[Dataset entries]
------------

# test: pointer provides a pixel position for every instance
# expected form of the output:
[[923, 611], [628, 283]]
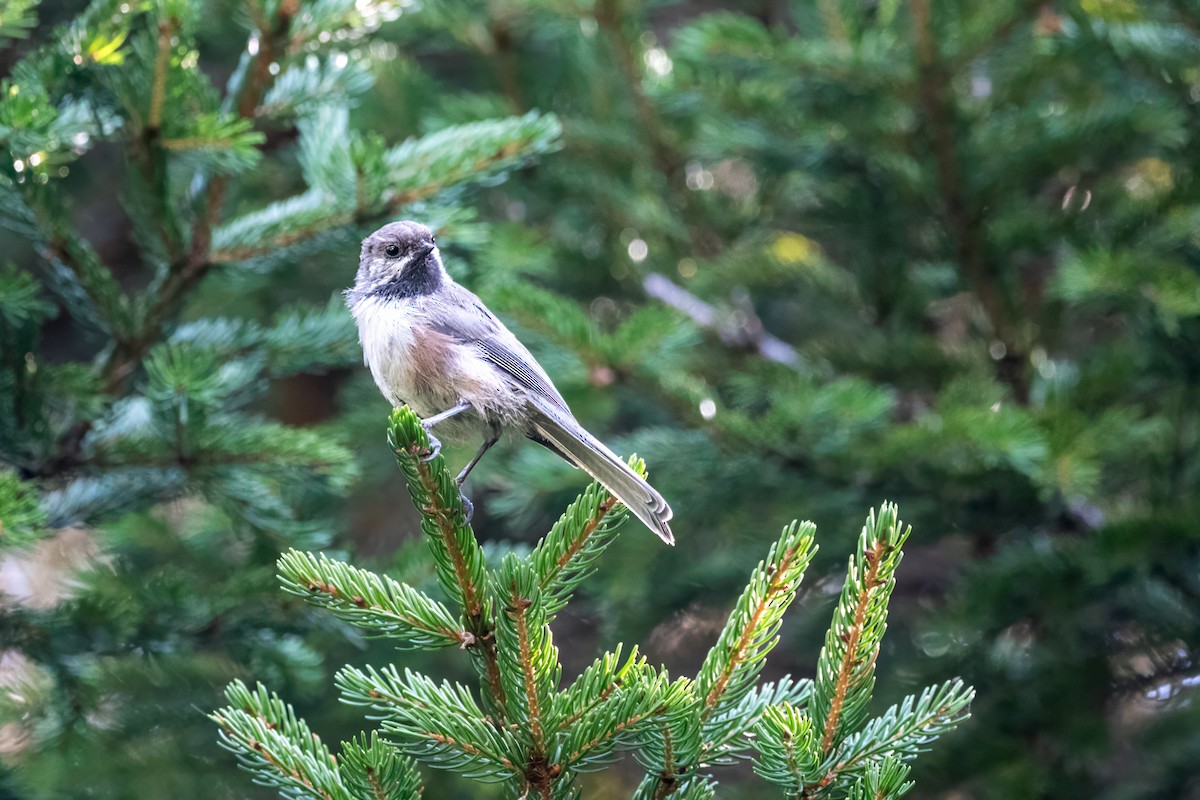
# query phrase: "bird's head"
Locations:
[[399, 259]]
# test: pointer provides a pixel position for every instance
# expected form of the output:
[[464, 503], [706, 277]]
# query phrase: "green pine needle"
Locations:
[[376, 603], [846, 666], [277, 746], [371, 768], [733, 665]]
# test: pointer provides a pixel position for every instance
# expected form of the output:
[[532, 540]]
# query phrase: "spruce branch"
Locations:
[[604, 726], [373, 770], [787, 749], [376, 603], [277, 746], [436, 723], [567, 555], [17, 17], [732, 666], [413, 170], [22, 517], [906, 728], [457, 557], [186, 271], [966, 223], [528, 659], [846, 666]]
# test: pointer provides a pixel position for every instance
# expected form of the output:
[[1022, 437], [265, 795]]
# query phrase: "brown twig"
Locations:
[[750, 335], [966, 226], [777, 585], [850, 660], [187, 271]]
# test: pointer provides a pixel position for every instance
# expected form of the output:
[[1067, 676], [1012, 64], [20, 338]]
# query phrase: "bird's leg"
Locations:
[[435, 443], [493, 435]]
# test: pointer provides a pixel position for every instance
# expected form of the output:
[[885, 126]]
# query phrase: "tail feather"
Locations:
[[568, 438]]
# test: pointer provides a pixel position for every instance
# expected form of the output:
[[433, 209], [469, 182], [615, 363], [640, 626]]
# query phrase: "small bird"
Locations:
[[435, 346]]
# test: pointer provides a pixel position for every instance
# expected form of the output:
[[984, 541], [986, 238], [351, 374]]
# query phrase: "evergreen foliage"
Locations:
[[535, 737], [803, 253], [147, 431]]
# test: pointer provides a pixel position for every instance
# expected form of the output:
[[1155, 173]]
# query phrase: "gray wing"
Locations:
[[477, 325]]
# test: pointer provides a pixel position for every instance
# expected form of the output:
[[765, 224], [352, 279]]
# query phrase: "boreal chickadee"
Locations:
[[433, 344]]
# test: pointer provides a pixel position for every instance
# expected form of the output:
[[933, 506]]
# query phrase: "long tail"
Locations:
[[564, 435]]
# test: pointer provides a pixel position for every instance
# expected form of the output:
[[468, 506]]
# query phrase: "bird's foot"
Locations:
[[435, 447]]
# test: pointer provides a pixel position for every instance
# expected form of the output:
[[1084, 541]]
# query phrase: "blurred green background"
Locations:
[[801, 254]]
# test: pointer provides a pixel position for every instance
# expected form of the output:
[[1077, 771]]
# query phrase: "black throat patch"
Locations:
[[419, 278]]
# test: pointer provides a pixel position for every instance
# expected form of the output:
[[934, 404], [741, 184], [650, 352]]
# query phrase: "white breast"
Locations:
[[385, 331]]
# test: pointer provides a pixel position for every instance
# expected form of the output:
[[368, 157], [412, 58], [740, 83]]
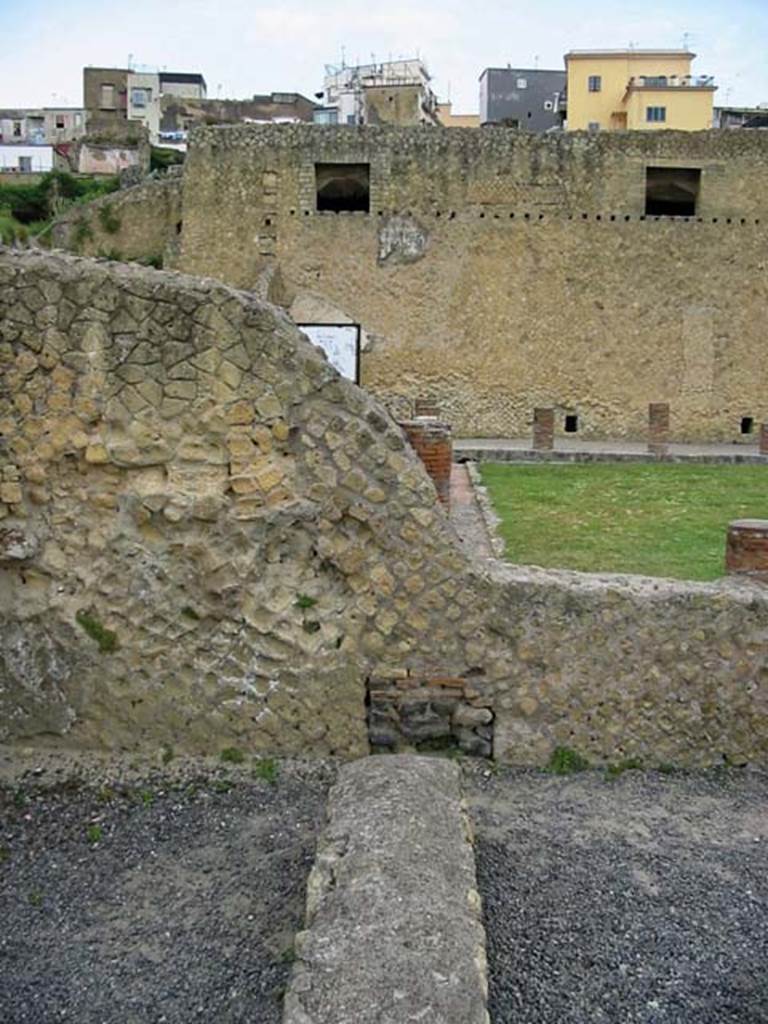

------------

Look through the entries above and list every line containing "tail".

• _Answer to the exercise_
# query phrase: "tail feather"
# query phrase: "long tail"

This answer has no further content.